◆ Extrait retenu
La carrière de Jean Vautrin n'est pas banale. Après s'être illustré d'une façon très honorable dans son premier métier de cinéaste, il décide à quarante ans de se tourner vers l'écriture, en jugeant avec sévérité ses films qu'il assimile à des productions ratées.

Jean Vautrin - crédits : Sophie Bassouls/ Sygma/ Getty Images

Jean Vautrin

Jean Herman (son nom véritable), né à Pagny-sur-Moselle le 17 mai 1933, fait ses études secondaires à Auxerre et réussit le concours de l'I.D.H.E.C. en 1952. Il met à profit le poste de lecteur de littérature française au Wilson College de Bombay en travaillant pour le cinéma : il rédige notamment la version française de PatherPanchali de Satyajit Ray, et des articles pour les Cahiers du cinéma et Cinéma 56. Illustrated Weekly publie ses dessins humoristiques, tandis qu'il tourne deux documentaires. Entre 1956 et 1958, il assiste Roberto Rossellini sur le tournage d'India et pour la série télévisée J'ai fait un beau voyage. Quand il revient en France, il est assistant à la télévision, ainsi qu'auprès de Vincente Minelli (Les Quatre Cavaliers de l'Apocalypse) et de Jacques Rivette (Paris nous appartient), tout en collaborant à des films américains comme Le Jour le plus long et en coréalisant avec Claude Choublier une version filmée des dessins antimilitaristes de Bosc (Voyage en Boscavie). Il se distingue par des courts-métrages qu'il réalise alors qu'il est incorporé au service cinématographique des armées, puis, jusqu'au milieu des années 1970, il réalise de nombreux films, téléfilms ou documentaires, assiste Jean Cayrol pour le tournage de Le Coup de grâce, signe un feuilleton, Les Peupliers de la prétentaine (1974), ainsi que des films comme Le Dimanche de la vie (d'après Raymond Queneau) ou encore Adieu l'ami (1967) et Jeff (1968), qui connurent un réel succès populaire. Signalons son travail de scénariste, d'adaptateur ou de dialoguiste – avec Michel Audiard par exemple – dans une vingtaine de films : Le Grand Escogriffe, 1976 ; Flic ou voyou, 1978 ; Garde à vue, 1981, etc.

◆ Entrées fournies
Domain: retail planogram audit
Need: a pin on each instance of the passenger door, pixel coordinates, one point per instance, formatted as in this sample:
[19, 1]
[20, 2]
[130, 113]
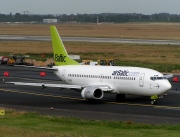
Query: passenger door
[141, 80]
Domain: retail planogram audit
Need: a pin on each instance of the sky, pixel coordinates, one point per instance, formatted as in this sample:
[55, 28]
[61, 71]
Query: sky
[146, 7]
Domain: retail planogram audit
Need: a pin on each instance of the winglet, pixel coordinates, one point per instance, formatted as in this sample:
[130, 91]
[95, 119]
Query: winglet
[60, 54]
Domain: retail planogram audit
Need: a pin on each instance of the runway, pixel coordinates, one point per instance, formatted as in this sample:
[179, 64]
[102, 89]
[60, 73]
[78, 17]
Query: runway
[88, 39]
[69, 103]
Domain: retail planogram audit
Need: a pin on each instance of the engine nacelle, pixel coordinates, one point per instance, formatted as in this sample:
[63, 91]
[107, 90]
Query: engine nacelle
[92, 93]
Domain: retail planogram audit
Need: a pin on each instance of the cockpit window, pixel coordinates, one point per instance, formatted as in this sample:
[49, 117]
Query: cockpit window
[157, 78]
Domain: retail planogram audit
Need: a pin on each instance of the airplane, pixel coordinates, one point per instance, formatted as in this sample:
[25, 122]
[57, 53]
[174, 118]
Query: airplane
[94, 81]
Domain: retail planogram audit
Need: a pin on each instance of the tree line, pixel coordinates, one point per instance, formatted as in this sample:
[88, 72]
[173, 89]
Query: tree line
[92, 18]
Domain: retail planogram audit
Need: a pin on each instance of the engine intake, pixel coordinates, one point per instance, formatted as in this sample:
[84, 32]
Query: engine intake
[92, 93]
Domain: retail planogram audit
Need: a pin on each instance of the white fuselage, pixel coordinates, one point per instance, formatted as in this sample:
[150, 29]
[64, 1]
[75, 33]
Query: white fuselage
[124, 80]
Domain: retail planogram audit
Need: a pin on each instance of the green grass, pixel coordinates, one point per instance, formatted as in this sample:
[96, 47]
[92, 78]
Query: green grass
[32, 124]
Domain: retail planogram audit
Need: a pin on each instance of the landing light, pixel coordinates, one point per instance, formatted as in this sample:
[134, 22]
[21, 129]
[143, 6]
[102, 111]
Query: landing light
[175, 79]
[6, 74]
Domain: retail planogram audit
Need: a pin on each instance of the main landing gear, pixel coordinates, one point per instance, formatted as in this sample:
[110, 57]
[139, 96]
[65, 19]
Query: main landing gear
[154, 100]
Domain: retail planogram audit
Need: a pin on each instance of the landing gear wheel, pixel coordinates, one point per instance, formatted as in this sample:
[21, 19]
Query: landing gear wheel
[120, 97]
[154, 102]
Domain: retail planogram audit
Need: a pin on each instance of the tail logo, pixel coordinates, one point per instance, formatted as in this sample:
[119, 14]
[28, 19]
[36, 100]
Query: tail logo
[60, 58]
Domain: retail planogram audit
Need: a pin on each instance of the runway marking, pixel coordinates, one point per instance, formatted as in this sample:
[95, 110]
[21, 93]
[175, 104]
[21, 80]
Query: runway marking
[73, 98]
[38, 94]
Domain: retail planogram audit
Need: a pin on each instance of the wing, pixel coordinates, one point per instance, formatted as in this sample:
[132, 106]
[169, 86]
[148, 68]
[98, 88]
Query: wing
[104, 88]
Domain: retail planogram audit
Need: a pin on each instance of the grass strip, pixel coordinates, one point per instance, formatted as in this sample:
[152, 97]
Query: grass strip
[16, 123]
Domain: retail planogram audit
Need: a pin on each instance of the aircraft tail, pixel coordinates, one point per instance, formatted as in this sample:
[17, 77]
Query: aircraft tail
[60, 54]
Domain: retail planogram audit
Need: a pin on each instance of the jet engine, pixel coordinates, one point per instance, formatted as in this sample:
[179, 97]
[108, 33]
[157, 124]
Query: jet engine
[92, 93]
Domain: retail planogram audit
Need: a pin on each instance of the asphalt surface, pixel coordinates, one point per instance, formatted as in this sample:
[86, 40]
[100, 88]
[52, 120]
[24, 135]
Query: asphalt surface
[88, 39]
[53, 101]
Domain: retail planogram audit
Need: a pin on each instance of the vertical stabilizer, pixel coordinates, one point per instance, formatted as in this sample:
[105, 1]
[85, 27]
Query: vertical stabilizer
[60, 54]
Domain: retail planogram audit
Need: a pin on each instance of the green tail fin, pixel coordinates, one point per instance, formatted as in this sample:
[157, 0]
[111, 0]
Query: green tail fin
[60, 55]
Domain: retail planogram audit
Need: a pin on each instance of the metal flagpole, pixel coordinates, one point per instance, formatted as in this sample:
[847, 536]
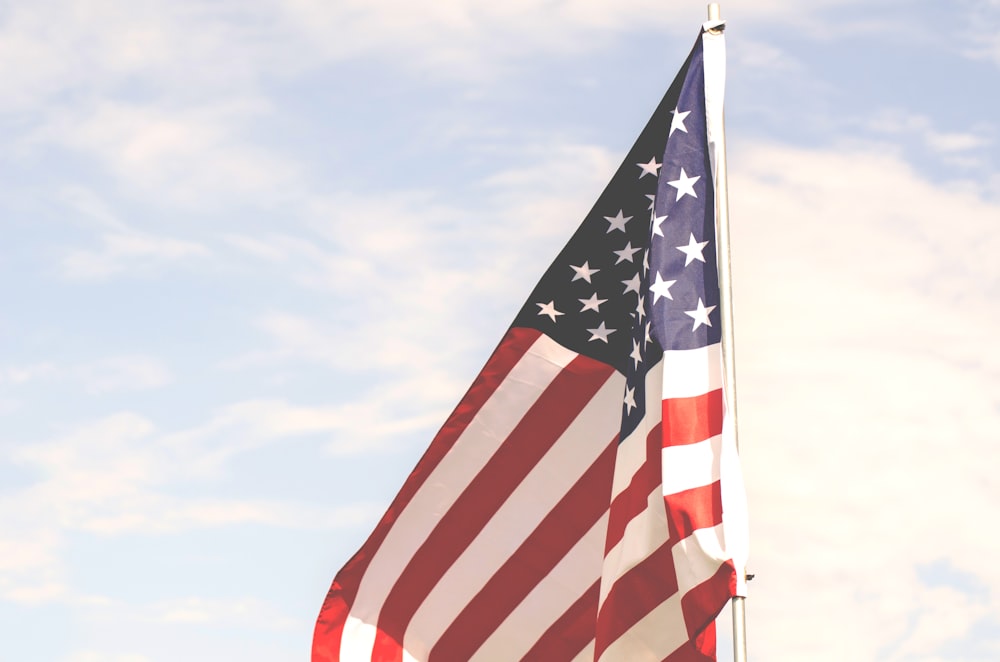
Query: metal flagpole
[728, 345]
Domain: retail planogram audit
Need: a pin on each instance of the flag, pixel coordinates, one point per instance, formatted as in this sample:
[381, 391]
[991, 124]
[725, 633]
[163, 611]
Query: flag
[582, 502]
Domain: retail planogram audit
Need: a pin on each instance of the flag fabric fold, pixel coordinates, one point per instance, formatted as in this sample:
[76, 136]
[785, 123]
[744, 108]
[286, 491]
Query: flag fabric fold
[582, 501]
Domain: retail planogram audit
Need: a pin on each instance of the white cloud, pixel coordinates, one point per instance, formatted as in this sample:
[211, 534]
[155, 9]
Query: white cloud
[895, 122]
[185, 153]
[122, 249]
[865, 315]
[111, 374]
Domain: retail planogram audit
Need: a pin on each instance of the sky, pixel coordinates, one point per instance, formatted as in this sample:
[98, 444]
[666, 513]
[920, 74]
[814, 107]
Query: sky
[254, 252]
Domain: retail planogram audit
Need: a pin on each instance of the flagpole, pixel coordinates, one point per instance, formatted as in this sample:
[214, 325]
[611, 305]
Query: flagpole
[728, 337]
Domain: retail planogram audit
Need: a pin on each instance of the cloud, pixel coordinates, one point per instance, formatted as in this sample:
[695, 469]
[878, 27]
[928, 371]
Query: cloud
[123, 249]
[896, 122]
[864, 319]
[111, 374]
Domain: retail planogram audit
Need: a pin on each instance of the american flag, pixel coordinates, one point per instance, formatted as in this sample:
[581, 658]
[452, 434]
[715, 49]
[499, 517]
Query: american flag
[571, 507]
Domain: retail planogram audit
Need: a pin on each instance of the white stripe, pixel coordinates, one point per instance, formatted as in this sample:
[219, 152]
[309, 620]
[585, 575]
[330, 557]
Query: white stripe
[548, 600]
[698, 557]
[473, 449]
[631, 454]
[691, 465]
[663, 630]
[654, 637]
[691, 372]
[587, 654]
[547, 483]
[644, 534]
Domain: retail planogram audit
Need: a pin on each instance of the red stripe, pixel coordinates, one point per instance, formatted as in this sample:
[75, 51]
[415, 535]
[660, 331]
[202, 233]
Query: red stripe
[703, 603]
[574, 515]
[694, 419]
[634, 499]
[333, 614]
[635, 594]
[571, 632]
[699, 649]
[542, 425]
[697, 508]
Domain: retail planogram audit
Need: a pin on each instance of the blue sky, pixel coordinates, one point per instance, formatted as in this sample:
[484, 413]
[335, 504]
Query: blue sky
[254, 252]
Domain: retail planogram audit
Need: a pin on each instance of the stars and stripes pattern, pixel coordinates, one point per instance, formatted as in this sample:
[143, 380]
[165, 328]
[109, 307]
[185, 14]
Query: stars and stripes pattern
[571, 506]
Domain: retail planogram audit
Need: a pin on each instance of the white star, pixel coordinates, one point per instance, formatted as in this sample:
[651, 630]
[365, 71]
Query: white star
[695, 250]
[636, 354]
[657, 222]
[677, 121]
[631, 285]
[700, 315]
[584, 271]
[651, 168]
[593, 303]
[630, 399]
[626, 253]
[548, 309]
[600, 333]
[618, 221]
[685, 185]
[661, 288]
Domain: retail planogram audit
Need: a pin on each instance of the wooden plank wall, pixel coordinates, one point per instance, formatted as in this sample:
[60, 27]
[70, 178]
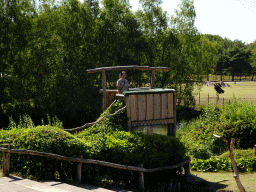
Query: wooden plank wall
[150, 106]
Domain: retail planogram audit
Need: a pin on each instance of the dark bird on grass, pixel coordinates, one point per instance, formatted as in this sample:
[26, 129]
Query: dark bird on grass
[217, 86]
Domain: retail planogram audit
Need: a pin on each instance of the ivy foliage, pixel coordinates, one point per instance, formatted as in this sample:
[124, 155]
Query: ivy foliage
[107, 141]
[234, 120]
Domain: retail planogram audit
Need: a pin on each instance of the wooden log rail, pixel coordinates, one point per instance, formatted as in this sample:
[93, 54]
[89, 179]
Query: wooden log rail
[7, 151]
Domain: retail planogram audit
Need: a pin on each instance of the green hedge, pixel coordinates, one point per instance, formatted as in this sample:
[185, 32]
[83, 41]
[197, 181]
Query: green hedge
[46, 139]
[215, 164]
[106, 141]
[236, 120]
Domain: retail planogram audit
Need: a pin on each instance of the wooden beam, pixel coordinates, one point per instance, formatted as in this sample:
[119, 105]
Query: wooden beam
[104, 86]
[6, 161]
[126, 68]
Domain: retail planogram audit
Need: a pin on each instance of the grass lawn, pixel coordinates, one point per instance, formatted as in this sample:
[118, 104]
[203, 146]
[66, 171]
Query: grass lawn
[226, 181]
[241, 90]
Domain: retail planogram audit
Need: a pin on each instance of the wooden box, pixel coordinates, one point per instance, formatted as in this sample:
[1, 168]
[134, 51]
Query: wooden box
[149, 108]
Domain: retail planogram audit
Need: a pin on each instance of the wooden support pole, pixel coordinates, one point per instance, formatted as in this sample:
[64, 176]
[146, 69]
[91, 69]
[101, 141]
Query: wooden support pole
[152, 79]
[6, 161]
[79, 170]
[231, 155]
[187, 166]
[104, 87]
[199, 98]
[141, 180]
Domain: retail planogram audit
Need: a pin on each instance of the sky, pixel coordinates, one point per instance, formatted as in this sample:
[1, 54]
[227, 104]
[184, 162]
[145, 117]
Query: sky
[233, 19]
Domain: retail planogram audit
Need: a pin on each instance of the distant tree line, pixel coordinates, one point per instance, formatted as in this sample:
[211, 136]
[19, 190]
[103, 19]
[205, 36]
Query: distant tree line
[47, 46]
[234, 58]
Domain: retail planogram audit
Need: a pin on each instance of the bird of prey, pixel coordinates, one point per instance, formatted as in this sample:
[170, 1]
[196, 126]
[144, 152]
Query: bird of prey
[217, 86]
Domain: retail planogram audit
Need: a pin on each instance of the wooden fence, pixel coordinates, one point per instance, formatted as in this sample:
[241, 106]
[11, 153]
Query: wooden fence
[7, 153]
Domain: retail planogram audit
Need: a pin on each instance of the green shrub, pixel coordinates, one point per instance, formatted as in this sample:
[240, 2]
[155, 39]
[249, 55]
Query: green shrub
[235, 120]
[238, 153]
[216, 164]
[199, 151]
[46, 139]
[106, 141]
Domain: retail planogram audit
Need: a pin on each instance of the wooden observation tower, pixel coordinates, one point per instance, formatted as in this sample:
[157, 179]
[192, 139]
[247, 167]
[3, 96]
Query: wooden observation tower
[149, 110]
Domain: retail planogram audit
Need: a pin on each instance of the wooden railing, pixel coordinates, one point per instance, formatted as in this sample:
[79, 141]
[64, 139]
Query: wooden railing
[7, 153]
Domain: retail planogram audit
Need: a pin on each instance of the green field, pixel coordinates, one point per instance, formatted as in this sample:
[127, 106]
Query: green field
[241, 90]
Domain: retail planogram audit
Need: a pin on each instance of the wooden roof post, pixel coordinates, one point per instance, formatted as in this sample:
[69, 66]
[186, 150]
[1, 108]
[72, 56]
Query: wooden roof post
[104, 86]
[152, 79]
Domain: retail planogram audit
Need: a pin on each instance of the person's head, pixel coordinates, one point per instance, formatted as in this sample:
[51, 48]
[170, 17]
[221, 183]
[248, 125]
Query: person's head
[122, 75]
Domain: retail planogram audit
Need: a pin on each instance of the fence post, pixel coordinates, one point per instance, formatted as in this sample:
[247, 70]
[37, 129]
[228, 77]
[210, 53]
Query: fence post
[141, 181]
[79, 170]
[199, 98]
[187, 167]
[6, 161]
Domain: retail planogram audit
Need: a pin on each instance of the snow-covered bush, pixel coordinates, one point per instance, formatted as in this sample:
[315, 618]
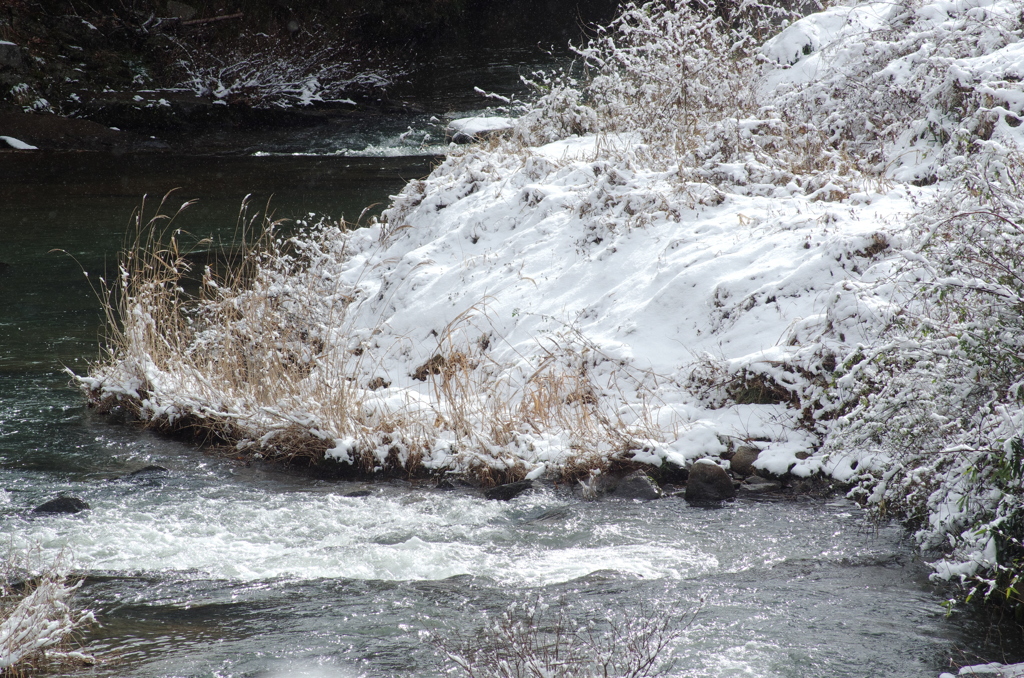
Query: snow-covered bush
[665, 71]
[943, 397]
[260, 72]
[902, 88]
[695, 240]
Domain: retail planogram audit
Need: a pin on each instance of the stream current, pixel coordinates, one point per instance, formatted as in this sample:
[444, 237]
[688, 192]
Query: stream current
[214, 568]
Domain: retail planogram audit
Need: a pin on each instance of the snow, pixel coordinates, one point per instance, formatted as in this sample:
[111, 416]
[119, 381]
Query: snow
[587, 288]
[993, 669]
[17, 143]
[471, 128]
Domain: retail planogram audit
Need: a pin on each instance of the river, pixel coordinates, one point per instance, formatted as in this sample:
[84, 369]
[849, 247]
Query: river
[215, 568]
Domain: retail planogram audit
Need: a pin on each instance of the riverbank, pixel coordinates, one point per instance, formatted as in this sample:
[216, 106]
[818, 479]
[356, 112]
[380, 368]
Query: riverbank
[613, 284]
[209, 77]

◆ Consigne A
Pourquoi Jean Vautrin décide-t-il à quarante ans de se tourner vers l'écriture, selon l'extrait qui lui est consacré ? Répondez en une à trois phrases.
◆ Consigne B
Les affirmations suivantes sont-elles conformes à l'extrait sur Jean Vautrin ? Pour chacune, répondez par oui ou non en citant les mots décisifs de l'extrait.
(i) Jean Vautrin est né à Pagny-sur-Moselle.
(ii) Il a réussi le concours de l'I.D.H.E.C. en 1956.
(iii) Adieu l'ami et Jeff ont connu un réel succès populaire.
◆ Consigne C
Restituez sans rien changer le passage de l'extrait sur Jean Vautrin qui commence aux mots « La carrière de » et s'arrête après « des productions ratées. ».
Les entrées forment un matériau distinct de l'extrait.

◆ Votre réponse A
Il se tourne vers l'écriture parce qu'il juge avec sévérité ses films, qu'il assimile à des productions ratées.

◆ Votre réponse B
(i) Oui : « né à Pagny-sur-Moselle le 17 mai 1933 ».
(ii) Non : « réussit le concours de l'I.D.H.E.C. en 1952 ».
(iii) Oui : « Adieu l'ami (1967) et Jeff (1968), qui connurent un réel succès populaire ».

◆ Votre réponse C
La carrière de Jean Vautrin n'est pas banale. Après s'être illustré d'une façon très honorable dans son premier métier de cinéaste, il décide à quarante ans de se tourner vers l'écriture, en jugeant avec sévérité ses films qu'il assimile à des productions ratées.